# PASSAGE SHOWN:
* Begin *

The meagreness and insufficiency of our philosophy becomes daily more apparent, and facts press us fast onward to seek anew from nature an explanation of her marvels; it is not the superstitious alone who pervert facts to favour their prejudices: as often is sophistry found under the mask of philosophy, and nature herself warped and misrepresented to suit the individual judgments and assertions of those who

discard, indeed, supernatural interposition, but to supply it with arbitrary or insufficient causation; and who though weak in faith, are sceptically credulous, and so often choose the harder side. Reason must exert herself afresh; for if she pass not quickly the barrier within which partial observation has held her, she will cease to triumph as heretofore, in many minds, over vulgar experience; we have warred long enough with internal instincts, traditions, and even with the impressions of sense when these have not fallen in with our ideas of rationality; and in very faithlessness have degraded science, and given her over to the service of those petty projects and small interests which have practical sway in this sensible world.

Though the more refined operations of nature are hidden from our obtuser senses, they need not be from our understanding; we are not incapable of at least an intellectual appreciation of those finer agencies which escape common susceptibility, and are sensibly manifested only in the effects. Influences, however apparently subtle, are only so relatively to less refined subjects; for things are affected by their similars; that which is gross affects outward sense, that which is mental, cerebral sense; and so on even to the finest projections of reason towards

Intelligibles; by which we are mentally carried back to the superstantial in all things. The less grossly palpable any body is, the more simple and essentially potent does it become. "Maxima de nihili visitu fulgura fiunt." All observation, in short, tends to refine our notions, not only of causal being, but of its unfolding into physical action; passing the disputed question of the materiality of mind or powers of thinking, we are led to speculation on the essentiality of thought itself; from conjectures concerning the natural generation and mechanical suggestion of ideas in the brain, to their fixed entity, actual emanation, and constant transmission to distant objects.

* End *

# PROVIDED MATERIAL:
* Begin *

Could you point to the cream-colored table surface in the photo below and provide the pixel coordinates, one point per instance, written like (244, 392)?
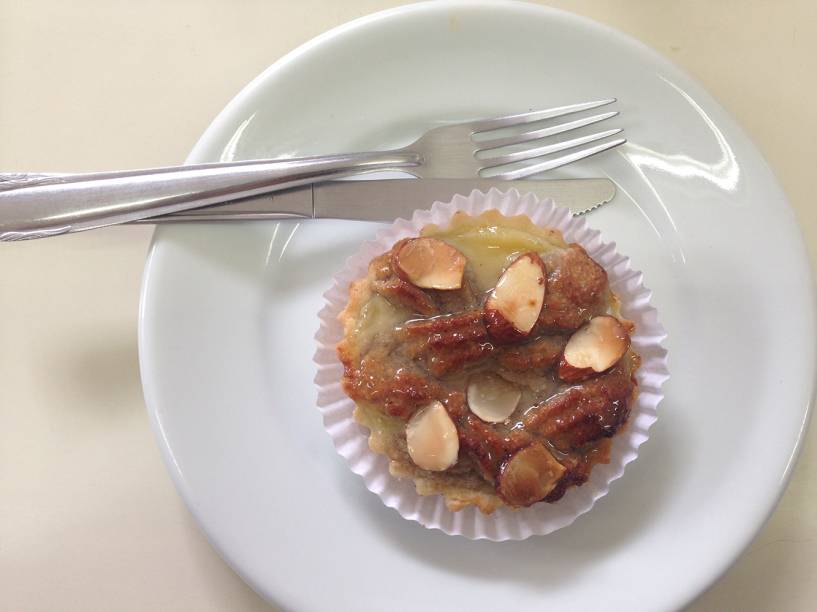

* End *

# WHAT YOU SHOULD DO:
Rewrite the passage on philosophy and nature between "discard, indeed, supernatural" and "this sensible world.", inclusive, with "barrier" replaced by "boundary".

# RESPONSE TO THE TASK:
discard, indeed, supernatural interposition, but to supply it with arbitrary or insufficient causation; and who though weak in faith, are sceptically credulous, and so often choose the harder side. Reason must exert herself afresh; for if she pass not quickly the boundary within which partial observation has held her, she will cease to triumph as heretofore, in many minds, over vulgar experience; we have warred long enough with internal instincts, traditions, and even with the impressions of sense when these have not fallen in with our ideas of rationality; and in very faithlessness have degraded science, and given her over to the service of those petty projects and small interests which have practical sway in this sensible world.